* **Enunciado**:
Reproduza todos os itens a seguir linha por linha, sem alterar nenhum caractere.
· · ·
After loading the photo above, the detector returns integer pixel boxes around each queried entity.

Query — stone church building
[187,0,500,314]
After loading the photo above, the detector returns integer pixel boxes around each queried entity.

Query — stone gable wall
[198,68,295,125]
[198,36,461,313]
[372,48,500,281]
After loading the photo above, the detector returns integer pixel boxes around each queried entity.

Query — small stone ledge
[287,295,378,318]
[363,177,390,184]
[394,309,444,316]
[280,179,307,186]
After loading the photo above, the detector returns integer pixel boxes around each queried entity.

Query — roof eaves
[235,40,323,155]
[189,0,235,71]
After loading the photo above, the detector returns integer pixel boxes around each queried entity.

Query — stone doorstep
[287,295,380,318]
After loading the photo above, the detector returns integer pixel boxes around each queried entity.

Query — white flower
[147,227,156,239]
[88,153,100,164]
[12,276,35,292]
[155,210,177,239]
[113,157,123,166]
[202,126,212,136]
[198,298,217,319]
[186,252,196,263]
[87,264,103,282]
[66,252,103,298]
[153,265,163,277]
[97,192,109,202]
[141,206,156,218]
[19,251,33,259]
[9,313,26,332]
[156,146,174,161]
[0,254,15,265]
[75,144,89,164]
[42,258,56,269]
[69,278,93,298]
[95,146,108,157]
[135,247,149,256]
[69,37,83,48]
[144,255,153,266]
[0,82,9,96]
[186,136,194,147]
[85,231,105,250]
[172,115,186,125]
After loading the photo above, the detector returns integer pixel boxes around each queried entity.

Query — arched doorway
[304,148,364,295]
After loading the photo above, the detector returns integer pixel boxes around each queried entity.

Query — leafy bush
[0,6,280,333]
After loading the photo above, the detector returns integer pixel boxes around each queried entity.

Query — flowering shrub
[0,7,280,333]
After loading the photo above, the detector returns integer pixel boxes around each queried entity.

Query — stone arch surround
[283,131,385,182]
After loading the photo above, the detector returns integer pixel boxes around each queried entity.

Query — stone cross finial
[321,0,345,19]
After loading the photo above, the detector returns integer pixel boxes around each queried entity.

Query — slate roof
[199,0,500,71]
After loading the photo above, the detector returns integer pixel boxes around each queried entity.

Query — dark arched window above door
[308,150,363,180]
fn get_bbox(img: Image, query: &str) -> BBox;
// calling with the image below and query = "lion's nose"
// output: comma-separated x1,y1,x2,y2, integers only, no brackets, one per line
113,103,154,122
· · ·
* **Resultado do exercício**:
After loading the photo above, the detector returns integer pixel boxes around each queried entity.

Query — stone church building
[187,0,500,314]
After loading the photo above, the detector returns integer pixel boxes around each queried entity.

Query — stone gable wall
[198,68,295,125]
[198,36,461,313]
[372,48,500,281]
After loading the photo above, the detector returns integer pixel boxes around each queried entity.

Query — small stone ledge
[287,295,378,318]
[363,177,390,184]
[394,309,444,316]
[280,179,307,186]
After loading the photo above, the detector returns integer pixel boxes around each queried entity.

Query — roof eaves
[235,40,323,155]
[189,0,235,71]
After loading the photo above, the detector returns integer pixel boxes around each queried entity.

Query — stone doorstep
[287,295,380,318]
After loading the photo above, the detector returns integer pixel boxes around each queried entity.

Query — white flower
[147,227,156,239]
[88,153,100,164]
[12,276,35,292]
[155,210,177,239]
[113,157,123,166]
[202,126,212,136]
[198,298,217,319]
[186,252,196,263]
[87,264,103,282]
[66,252,103,298]
[153,265,163,277]
[97,192,109,202]
[141,206,156,218]
[19,251,33,259]
[9,313,26,332]
[156,146,174,161]
[0,254,15,265]
[75,144,89,164]
[42,258,56,269]
[69,278,93,298]
[95,146,108,157]
[135,247,149,256]
[69,37,83,48]
[144,255,153,266]
[0,82,9,96]
[186,136,194,147]
[85,231,105,250]
[172,115,186,125]
After loading the photo above, the detector returns integer pixel boxes around each queried entity.

Query — arched doorway
[304,148,364,295]
After loading the photo above, the detector returns integer pixel boxes around each queried entity.

Query — leafy bush
[0,6,280,333]
After loading the photo above, the detector returns integer pixel boxes around each queried entity.

Query — flowering shrub
[0,7,280,333]
After loading the photo above, the detector returns integer pixel boxes around each queried entity.

Query — stone arch surround
[283,131,385,182]
After loading the photo above, the detector returns integer pixel boxes around each queried entity.

Query — stone cross finial
[321,0,345,19]
After loading the photo above, the detector returns integer pixel boxes around each queried entity.

Query — slate roof
[199,0,500,71]
After loading the photo above, the detector returns integer pixel boxes around each queried entity.

Query — dark arched window above door
[308,150,363,180]
fn get_bbox(img: Image, query: &str) -> BBox;
// calling with the image below and query = "lion's nose"
// output: comma-separated x1,y1,x2,y2, integers only, no brackets, one per line
113,103,154,122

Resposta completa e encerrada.